START Given entries

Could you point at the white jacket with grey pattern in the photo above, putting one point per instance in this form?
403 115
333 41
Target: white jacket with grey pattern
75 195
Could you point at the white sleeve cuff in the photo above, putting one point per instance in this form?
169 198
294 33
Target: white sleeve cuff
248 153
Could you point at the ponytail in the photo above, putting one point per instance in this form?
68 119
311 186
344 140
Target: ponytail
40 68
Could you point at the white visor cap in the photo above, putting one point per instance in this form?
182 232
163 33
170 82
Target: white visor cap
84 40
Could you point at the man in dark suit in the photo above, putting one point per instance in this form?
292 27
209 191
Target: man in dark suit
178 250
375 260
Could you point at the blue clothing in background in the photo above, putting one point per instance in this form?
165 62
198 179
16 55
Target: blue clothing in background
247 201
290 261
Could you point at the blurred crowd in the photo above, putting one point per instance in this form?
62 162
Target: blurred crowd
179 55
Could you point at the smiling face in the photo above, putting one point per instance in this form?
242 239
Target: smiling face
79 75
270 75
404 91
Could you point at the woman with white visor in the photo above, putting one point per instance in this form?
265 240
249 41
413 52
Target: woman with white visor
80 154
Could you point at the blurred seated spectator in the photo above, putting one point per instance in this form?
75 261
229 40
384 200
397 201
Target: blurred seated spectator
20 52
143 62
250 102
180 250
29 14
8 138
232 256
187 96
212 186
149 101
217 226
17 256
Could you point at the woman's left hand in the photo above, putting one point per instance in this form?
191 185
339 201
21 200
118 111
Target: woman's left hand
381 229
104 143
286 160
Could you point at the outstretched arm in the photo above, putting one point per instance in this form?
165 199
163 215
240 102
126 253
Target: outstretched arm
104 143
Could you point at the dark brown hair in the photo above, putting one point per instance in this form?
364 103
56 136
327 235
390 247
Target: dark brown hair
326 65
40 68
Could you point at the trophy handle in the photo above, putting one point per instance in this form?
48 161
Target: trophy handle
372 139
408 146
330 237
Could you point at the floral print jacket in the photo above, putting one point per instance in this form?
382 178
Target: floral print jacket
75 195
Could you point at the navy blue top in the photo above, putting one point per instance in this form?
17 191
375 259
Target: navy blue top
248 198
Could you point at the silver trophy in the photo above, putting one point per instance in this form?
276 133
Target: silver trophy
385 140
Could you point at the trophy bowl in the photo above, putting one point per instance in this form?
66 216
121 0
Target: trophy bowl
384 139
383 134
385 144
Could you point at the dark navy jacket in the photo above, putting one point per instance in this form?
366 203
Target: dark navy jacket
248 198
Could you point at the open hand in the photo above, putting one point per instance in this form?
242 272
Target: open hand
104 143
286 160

END Given entries
START Given entries

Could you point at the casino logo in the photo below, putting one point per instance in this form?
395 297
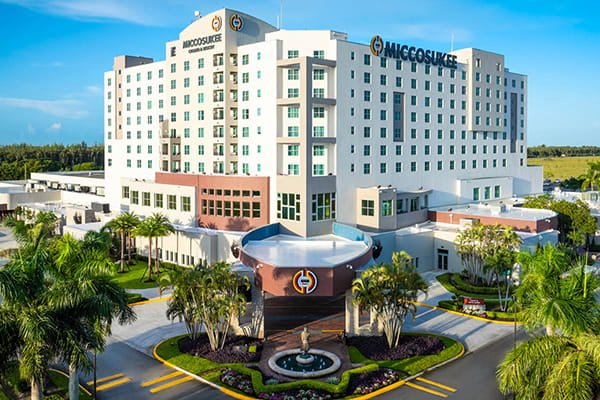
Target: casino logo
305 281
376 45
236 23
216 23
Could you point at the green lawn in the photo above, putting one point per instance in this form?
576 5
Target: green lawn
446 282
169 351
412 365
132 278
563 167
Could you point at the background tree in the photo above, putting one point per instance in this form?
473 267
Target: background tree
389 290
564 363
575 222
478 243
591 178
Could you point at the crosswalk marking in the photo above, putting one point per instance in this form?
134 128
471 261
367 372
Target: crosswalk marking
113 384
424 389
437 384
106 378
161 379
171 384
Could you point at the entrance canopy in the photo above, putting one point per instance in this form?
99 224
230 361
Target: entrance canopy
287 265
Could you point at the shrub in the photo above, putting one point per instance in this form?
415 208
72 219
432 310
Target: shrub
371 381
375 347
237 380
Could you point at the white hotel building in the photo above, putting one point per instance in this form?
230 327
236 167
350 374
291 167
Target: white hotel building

END Given entries
START Given entries

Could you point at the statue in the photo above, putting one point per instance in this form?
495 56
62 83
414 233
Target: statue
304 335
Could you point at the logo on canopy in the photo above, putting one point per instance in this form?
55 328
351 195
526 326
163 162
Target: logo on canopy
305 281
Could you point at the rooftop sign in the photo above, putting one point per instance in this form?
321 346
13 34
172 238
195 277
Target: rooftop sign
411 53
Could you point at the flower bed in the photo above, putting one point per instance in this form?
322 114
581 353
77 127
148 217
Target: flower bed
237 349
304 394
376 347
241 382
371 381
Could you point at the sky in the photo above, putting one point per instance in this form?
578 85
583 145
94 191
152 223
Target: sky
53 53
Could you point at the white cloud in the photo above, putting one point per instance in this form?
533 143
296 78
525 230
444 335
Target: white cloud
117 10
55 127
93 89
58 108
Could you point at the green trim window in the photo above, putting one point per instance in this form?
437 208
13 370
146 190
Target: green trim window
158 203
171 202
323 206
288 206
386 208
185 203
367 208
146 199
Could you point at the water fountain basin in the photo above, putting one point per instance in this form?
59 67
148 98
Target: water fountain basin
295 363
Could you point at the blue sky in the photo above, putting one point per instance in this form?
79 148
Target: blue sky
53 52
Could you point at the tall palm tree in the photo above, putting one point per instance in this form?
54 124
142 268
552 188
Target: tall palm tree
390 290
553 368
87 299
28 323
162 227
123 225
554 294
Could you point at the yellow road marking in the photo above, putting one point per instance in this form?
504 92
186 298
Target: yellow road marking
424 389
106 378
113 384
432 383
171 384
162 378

END Given entries

### What you need to do
Please find every line in the records above that holds the word "hotel" and copy it.

### Response to this task
Could you point at the white hotel building in the photo above, putting one point per instance in this form?
Target: white hotel building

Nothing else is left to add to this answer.